━━━━━ TEXTAUSSCHNITT
In den meisten anderen EU-Ländern gibt es mehrere
Gewerkschaftsverbände, die mit unterschiedlichen politischen Strömungen
oder Parteien verbunden sind, hauptsächlich aber mit den Parteien, die
den ökonomischen und politischen Mainstream vertreten oder stützen
(eine gewisse Ausnahme ist dabei Spanien).
Das Land, in dem es die wahrscheinlich härtesten Angriffe gegen die
Rechte der Gewerkschaften gab, ist Großbritannien, wo in den 80er
Jahren während der Regierung Thatcher die Gewerkschaften durch
entsprechende Gesetzesänderungen massiv an Bedeutung und Einfluss
verloren hatten.
━━━━━━━━━━
#### [SCHRIFTLICHE AUFGABE A]
Schreibe den Abschnitt der Einträge, der mit der Zeile mit „the woman with“ beginnt und mit der Zeile mit „(1189, 815)“ endet, als nummerierte Liste ohne Leerzeilen um.
━━━━━ DATENSÄTZE
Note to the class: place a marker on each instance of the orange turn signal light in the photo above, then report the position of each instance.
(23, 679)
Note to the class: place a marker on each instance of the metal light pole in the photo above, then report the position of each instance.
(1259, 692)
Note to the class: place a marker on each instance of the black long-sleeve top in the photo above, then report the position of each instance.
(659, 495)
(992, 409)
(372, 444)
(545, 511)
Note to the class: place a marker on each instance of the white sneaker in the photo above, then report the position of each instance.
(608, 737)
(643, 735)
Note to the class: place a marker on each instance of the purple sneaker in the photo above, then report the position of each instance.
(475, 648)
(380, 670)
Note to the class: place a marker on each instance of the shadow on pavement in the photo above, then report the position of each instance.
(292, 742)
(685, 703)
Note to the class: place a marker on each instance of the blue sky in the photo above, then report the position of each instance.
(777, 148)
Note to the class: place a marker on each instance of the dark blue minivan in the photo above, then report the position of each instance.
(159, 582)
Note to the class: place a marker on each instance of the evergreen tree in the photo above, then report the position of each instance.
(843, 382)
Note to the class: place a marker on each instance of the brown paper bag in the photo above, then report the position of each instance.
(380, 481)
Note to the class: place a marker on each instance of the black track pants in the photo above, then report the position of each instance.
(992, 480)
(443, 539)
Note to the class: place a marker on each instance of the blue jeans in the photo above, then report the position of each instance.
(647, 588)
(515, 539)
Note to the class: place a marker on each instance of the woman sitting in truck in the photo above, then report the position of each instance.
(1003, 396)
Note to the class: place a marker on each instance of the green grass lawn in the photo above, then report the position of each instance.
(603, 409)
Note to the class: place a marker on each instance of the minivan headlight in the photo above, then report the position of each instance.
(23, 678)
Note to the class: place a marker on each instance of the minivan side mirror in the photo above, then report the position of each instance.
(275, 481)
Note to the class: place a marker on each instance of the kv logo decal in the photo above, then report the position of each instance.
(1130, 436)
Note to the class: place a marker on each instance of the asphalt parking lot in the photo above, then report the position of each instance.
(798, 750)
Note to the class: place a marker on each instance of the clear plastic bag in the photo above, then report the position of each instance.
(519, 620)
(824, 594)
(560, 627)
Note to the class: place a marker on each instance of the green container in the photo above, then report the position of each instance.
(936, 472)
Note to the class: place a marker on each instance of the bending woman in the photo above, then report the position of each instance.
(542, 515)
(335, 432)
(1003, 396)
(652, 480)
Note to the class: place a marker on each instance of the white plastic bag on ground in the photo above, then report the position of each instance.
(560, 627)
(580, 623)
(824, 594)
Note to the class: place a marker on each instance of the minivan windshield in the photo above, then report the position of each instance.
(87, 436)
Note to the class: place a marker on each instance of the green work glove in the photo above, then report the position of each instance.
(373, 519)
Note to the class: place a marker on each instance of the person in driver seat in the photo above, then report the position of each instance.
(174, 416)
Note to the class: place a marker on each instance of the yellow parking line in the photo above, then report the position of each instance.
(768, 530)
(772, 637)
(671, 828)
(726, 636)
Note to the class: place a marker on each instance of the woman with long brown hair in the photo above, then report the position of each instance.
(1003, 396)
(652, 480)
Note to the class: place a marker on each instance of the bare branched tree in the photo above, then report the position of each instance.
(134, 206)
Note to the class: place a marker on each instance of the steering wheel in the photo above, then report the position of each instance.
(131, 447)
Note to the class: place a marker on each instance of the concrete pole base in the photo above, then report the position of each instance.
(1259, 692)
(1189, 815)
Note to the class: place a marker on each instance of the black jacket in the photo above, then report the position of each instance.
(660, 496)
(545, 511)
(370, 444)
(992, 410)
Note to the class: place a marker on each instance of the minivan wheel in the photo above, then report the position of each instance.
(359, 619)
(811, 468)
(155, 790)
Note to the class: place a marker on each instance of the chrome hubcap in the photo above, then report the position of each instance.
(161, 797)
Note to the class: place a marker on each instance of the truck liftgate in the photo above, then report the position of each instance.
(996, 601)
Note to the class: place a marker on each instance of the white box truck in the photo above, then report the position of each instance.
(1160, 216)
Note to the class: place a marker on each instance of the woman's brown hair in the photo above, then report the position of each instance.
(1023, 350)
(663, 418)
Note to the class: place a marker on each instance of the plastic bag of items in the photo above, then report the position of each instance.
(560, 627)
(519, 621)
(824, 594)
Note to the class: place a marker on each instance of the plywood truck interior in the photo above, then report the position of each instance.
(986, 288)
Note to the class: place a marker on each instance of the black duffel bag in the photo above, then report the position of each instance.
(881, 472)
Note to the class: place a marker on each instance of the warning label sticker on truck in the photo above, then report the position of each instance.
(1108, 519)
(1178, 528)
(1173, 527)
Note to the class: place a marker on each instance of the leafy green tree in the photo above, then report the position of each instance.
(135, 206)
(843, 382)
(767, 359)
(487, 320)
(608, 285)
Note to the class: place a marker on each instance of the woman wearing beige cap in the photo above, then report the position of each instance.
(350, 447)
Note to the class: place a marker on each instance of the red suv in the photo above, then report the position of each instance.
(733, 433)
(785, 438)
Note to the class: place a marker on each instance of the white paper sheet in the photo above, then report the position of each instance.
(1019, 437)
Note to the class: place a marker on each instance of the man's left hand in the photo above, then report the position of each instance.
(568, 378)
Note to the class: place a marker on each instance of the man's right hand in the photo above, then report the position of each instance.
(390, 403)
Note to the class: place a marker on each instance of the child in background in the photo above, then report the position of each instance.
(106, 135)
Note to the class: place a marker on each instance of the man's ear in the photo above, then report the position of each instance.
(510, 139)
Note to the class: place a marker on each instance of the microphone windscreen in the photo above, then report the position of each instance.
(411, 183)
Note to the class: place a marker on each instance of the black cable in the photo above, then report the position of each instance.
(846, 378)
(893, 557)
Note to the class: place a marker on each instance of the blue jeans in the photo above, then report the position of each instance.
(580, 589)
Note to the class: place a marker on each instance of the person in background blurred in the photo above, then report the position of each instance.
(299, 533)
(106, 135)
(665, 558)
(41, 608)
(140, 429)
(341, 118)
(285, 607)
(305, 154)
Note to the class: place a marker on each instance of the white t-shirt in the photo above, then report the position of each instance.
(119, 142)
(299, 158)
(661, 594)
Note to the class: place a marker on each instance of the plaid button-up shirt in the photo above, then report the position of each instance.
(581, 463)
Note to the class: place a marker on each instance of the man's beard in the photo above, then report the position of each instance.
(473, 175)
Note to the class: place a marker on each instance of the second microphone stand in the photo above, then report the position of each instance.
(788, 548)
━━━━━━━━━━
#### [SCHRIFTLICHE AUFGABE B]
Gib aus dem Textausschnitt über Gewerkschaften den Teil unverändert wieder, der mit den Worten „Das Land, in“ beginnt und mit „verloren hatten.“ endet.

#### [ERWARTETE AUSGABE A]
1. Note to the class: place a marker on each instance of the woman with long brown hair in the photo above, then report the position of each instance.
2. (1003, 396)
3. (652, 480)
4. Note to the class: place a marker on each instance of the bare branched tree in the photo above, then report the position of each instance.
5. (134, 206)
6. Note to the class: place a marker on each instance of the steering wheel in the photo above, then report the position of each instance.
7. (131, 447)
8. Note to the class: place a marker on each instance of the concrete pole base in the photo above, then report the position of each instance.
9. (1259, 692)
10. (1189, 815)

#### [ERWARTETE AUSGABE B]
Das Land, in dem es die wahrscheinlich härtesten Angriffe gegen die
Rechte der Gewerkschaften gab, ist Großbritannien, wo in den 80er
Jahren während der Regierung Thatcher die Gewerkschaften durch
entsprechende Gesetzesänderungen massiv an Bedeutung und Einfluss
verloren hatten.